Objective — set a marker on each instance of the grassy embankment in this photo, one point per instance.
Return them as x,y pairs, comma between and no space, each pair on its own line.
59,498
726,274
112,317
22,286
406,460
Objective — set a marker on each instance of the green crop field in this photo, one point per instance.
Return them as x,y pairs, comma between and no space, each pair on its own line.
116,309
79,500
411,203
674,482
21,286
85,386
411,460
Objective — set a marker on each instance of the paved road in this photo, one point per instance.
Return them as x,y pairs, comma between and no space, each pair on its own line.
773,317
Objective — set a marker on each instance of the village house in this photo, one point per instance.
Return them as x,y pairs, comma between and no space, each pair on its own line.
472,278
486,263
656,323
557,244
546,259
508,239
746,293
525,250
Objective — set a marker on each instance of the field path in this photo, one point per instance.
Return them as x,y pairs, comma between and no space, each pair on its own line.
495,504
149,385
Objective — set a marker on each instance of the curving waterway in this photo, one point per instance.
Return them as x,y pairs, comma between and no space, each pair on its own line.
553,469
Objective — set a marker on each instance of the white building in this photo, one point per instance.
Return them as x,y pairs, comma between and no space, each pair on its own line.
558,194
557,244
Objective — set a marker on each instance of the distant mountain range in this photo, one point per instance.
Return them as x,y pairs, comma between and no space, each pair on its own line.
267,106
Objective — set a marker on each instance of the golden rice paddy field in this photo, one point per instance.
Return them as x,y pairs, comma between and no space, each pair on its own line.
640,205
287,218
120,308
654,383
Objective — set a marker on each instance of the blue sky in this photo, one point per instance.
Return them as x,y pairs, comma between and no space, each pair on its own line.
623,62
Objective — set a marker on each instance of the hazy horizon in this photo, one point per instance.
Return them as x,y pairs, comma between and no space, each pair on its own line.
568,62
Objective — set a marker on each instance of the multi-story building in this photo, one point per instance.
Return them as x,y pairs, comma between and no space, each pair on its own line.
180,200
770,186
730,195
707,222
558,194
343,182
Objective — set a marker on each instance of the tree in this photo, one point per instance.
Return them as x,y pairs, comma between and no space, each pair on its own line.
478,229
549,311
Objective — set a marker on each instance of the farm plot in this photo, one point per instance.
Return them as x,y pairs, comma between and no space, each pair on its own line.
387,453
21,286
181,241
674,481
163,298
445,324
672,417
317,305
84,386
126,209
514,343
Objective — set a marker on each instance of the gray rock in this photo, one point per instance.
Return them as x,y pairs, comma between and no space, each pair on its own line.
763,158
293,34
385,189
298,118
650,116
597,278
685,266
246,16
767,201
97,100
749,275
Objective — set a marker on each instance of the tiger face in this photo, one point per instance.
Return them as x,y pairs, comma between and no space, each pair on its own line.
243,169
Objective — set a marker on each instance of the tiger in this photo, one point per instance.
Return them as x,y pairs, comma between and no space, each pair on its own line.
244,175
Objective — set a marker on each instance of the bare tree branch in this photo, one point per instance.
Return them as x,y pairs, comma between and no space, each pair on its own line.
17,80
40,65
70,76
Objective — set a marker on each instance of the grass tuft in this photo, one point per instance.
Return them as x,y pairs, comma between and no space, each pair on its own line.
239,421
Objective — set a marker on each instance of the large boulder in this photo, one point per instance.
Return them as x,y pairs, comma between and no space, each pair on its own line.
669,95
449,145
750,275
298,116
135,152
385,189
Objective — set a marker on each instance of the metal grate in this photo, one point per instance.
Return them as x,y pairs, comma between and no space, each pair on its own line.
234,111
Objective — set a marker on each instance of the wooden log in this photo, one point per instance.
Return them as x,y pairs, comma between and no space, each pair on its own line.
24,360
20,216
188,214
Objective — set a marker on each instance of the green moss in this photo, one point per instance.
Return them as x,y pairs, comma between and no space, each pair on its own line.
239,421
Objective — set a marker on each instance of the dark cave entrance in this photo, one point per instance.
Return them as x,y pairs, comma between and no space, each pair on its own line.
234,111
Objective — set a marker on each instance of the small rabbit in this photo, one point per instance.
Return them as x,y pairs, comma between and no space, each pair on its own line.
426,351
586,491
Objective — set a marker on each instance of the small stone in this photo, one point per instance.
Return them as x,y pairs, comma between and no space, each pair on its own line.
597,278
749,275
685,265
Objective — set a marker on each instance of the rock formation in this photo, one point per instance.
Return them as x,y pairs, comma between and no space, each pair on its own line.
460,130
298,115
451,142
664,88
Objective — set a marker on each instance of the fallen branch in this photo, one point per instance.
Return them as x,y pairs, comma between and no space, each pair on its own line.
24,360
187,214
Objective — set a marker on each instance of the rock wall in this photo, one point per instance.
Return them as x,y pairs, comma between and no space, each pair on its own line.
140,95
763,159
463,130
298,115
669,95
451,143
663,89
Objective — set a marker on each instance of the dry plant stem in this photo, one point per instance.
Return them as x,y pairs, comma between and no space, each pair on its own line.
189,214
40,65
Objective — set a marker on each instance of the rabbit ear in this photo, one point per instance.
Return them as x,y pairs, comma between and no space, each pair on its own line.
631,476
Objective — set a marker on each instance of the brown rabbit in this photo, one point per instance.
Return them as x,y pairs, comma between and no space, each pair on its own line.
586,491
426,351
+ + + + +
-- ASSIGNMENT --
The response must be an exact reproduction of all the entries.

-- RESULT BELOW --
Objective — set a marker on each instance of the grassy embankment in this photo, one point per instance.
Return them as x,y pairs, comma between and no space, each pair on its own line.
59,498
726,274
112,317
22,286
406,460
Objective — set a marker on each instance of the green crop field in this photo, one point per instance.
Return them as x,y pairs, comma between and no space, each pair on its own line.
116,309
79,500
411,203
674,482
21,286
85,386
411,460
Objective — set a marker on each instance of the paved road in this photo, one point per instance.
Return them as x,y pairs, comma between and no space, each pair on its own line.
773,317
Objective — set a marker on each instance of the village house in this photo, one point per instance.
Return them as x,y pairs, comma between and no space, each pair on its own line.
472,278
486,263
656,323
557,244
546,259
508,239
746,293
525,250
Objective — set a marker on each instance of the field path in this photo, one point per instance.
Return them as x,y pairs, comma between and no space, each pair on its own line.
495,504
149,385
Objective — set a marker on each instance of the curving waterway in this photo, one point per instance.
Return them as x,y pairs, comma between and no space, each pair on its own line.
553,469
Objective — set a marker on each instance of the white building in this photo, one point per instance.
Return them as x,y pairs, comma between and no space, each pair on its own line.
558,194
557,244
Objective — set a marker on each instance of the distant mountain range in this photo, one point per instance.
Return them as x,y pairs, comma between and no space, each pair on its own line.
267,106
Objective — set a marker on each instance of the golden rice paddy field in this photo, one point per instance.
Return them as x,y pairs, comma between and no space, each pair on its own line.
640,205
287,218
120,308
654,383
Objective — set a marker on each instance of the blue sky in this photo, one point per instance.
Return them as x,y pairs, comma between and no space, each pair on its own line.
623,62
Objective — set a marker on each instance of the hazy horizon in this photo, one point per instance.
Return them as x,y pairs, comma between and no space, each pair on its own line.
568,62
Objective — set a marker on each instance of the multi-story building in this photo, one point per instance.
Return them as x,y pairs, comma between and no space, each pair on its own line.
180,200
770,186
730,195
707,222
558,194
343,182
Objective — set a marker on each instance of the tree in this photo, one point per instance.
Return them as x,y pairs, comma between and no space, each pair on its own line.
478,229
549,311
Objective — set a marker on each instance of the farm plot in this photo, one point per instance.
Return them as x,y pairs, comma between and no space, each pair on its own line.
387,453
21,286
181,241
674,481
163,298
445,324
672,417
317,305
84,386
126,209
514,343
Objective — set a marker on each instance of the gray rock in this photo, one point per instance.
Return them as x,y pairs, comma between and no space, each pair on its own line.
763,158
293,34
385,189
298,118
650,116
597,278
685,266
246,16
767,201
97,100
749,275
Objective — set a marker on each instance of the tiger face in this photo, one point per instance.
Return them as x,y pairs, comma between and no space, each pair on its own line.
243,169
Objective — set a marker on each instance of the tiger in this photo, one point per instance.
Return them as x,y pairs, comma between and no space, each pair on its own line.
244,175
Objective — set a marker on each instance of the bare tree branch in this photo, one point per instance.
Return them as x,y pairs, comma between and no space, each pair on its own line.
17,80
40,65
70,76
Objective — set a marker on each instance of the grass tuft in this photo, one point per instance.
Return them as x,y pairs, comma between and no space, each pair on its own line.
239,421
Objective — set a marker on each instance of the large boulder in this photo, one point per instance.
Return them as x,y pairs, comma between and no space, each pair on its own line.
669,95
449,145
750,275
298,116
135,152
385,189
Objective — set a marker on each instance of the metal grate in this photo, one point per instance.
Return them as x,y pairs, comma between and no space, each pair on its own line.
234,111
Objective — set a marker on each instance of the wooden log in this photo, one point per instance.
Return them as x,y pairs, comma between and no space, each pair on its own line.
24,360
20,216
188,214
Objective — set a marker on each instance of the green moss in this photo, one point per instance.
Return them as x,y pairs, comma between and no space, each pair on its own line.
239,421
Objective — set a marker on each instance of the dark cave entrance in this photo, one point per instance.
Return them as x,y pairs, comma between and no space, each pair on its own line.
234,111
Objective — set a marker on each instance of the small rabbit in this photo, one point per instance.
Return them as x,y pairs, comma between and no space, each pair on its own line.
426,351
586,491
Objective — set a marker on each instance of the small stone in this photo, one point per instance.
Return them as x,y pairs, comma between and no space, each pair on its own line.
597,278
749,275
685,265
Objective — set a marker on each instance of the rock formation in this photo, one point per instance.
Return them as x,y pairs, comma between and no space, each pair on its own line.
460,130
298,115
451,142
664,88
Objective — set a marker on each instance of the fallen branch in this photo, one point per instance.
Return them as x,y pairs, comma between and no space, each pair on its own line.
24,360
187,214
Objective — set a marker on each instance of the rock wall in this photo, one point per instance.
Return them as x,y pairs, comma between and no space, each pair on its own line.
140,95
763,159
463,130
298,115
669,95
451,143
663,89
Objective — set a marker on each instance of the dry plant stem in this photo, one point per instance.
Return them as x,y pairs, comma between and no space, each pair on its own line.
189,214
40,65
Objective — set a marker on each instance of the rabbit ear in this photo, one point per instance.
Return them as x,y pairs, comma between and no space, each pair on its own line.
631,476
Objective — set a marker on each instance of the brown rabbit in this photo, one point per instance.
Return them as x,y pairs, comma between and no space, each pair on its own line.
586,491
426,351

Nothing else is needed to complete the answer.